Page text:
☆ ☆ ☆ ☆ ☆ ☆ ☆
Re: Possible 80% reduction in overhead for flink runner, input needed

2020-10-27 Thread Teodor Spæren
@David, I don't know how the direct runner does the validation, so I'm 
not sure if we could replicate that to the flink runner without a perf 
penalty. Your point about writing tests I actually think is an argument 
for removing this as soon as possible, so the prototype doesn't blow up 
in production :P But I think a flag would be best.


@Jan, This will actually be part of my master thesis and so it would be 
my pleasure to perform more benchmarks and share the results. I have not 
had the time yet to test it out, but I agree with you about the 
performance impact being less for more realistic jobs. The benchmark I 
have used here is a worst case scenario. Would continuing with the 
synthetic sources, but changing the processing steps? So far all my 
tests have been with parallelism set to 1 and this is something I'm also 
going to explore more in the thesis.


But am I correct in thinking that it's worth creating a Jira issue over 
this and assigning it to myself? As I said in the original email, I 
think the change is simple enough so that I can implement it and I would 
like to try contributing to Beam.


(Not going to lie, it would also look good on my master thesis ;) )

Best regards,
Teodor Spæren


On Tue, Oct 27, 2020 at 01:53:11PM +0100, Jan Lukavský wrote:

Hi,

I tend to be +1 for the flag, but before that, we might want to have a 
deeper analysis of the performance impact. I believe the penalty will 
be (in percentage) much lower in cases of more practical jobs (e.g. 
having at least one shuffle).


@Teodor, would you be willing to provide us with some measurements of 
jobs doing something more practical, than simple stateless mappings? 
E.g. a few jobs doing 1, 2 and 3 shuffle phases to see what is the 
impact of these more complex scenarios on the performance penalty?


Cheers,

 Jan

On 10/27/20 1:24 PM, David Morávek wrote:
you made a really good argument ;) I'm inclined to an experimental 
opt-in flag that would enable this. It would be great if we could 
automatically check for violations - kind of a safety net, for 
mistakes in user code.


Just to note, direct runner enforcement may not cover all cases, as 
it only checks binary representation after serialization. Also there 
are programmers that don't write tests, especially during 
prototyping (not an argument for perf. penalty, but something to 
keep in mind).


Max, WDYT?
☆ ☆ ☆ ☆ ☆ ☆ ☆
Data provided:
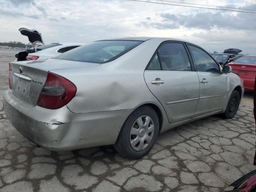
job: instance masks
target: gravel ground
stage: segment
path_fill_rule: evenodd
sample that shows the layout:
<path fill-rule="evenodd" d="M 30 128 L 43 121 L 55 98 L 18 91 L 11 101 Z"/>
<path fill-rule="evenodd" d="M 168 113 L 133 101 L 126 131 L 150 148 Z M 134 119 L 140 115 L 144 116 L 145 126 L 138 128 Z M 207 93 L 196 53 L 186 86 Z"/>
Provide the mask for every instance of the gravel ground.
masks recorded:
<path fill-rule="evenodd" d="M 0 100 L 16 50 L 0 50 Z M 252 93 L 232 120 L 212 116 L 160 136 L 142 159 L 111 146 L 64 152 L 37 147 L 10 124 L 0 102 L 0 192 L 222 192 L 255 169 Z"/>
☆ ☆ ☆ ☆ ☆ ☆ ☆
Directive A: In the thread on reducing Flink runner overhead, what parallelism setting has Teodor used in all of his tests so far?
Directive B: Give the entries below the thread as a two-column CSV with the columns "request" and "mask", one row per request. Put each value in a single quoted field with line breaks turned into spaces, and leave out the pictures.

Solution A: Parallelism set to 1.

Solution B:
request,mask
"job: instance masks target: gravel ground stage: segment path_fill_rule: evenodd sample that shows the layout: <path fill-rule=""evenodd"" d=""M 30 128 L 43 121 L 55 98 L 18 91 L 11 101 Z""/> <path fill-rule=""evenodd"" d=""M 168 113 L 133 101 L 126 131 L 150 148 Z M 134 119 L 140 115 L 144 116 L 145 126 L 138 128 Z M 207 93 L 196 53 L 186 86 Z""/> Provide the mask for every instance of the gravel ground. masks recorded:","<path fill-rule=""evenodd"" d=""M 0 100 L 16 50 L 0 50 Z M 252 93 L 232 120 L 212 116 L 160 136 L 142 159 L 111 146 L 64 152 L 37 147 L 10 124 L 0 102 L 0 192 L 222 192 L 255 169 Z""/>"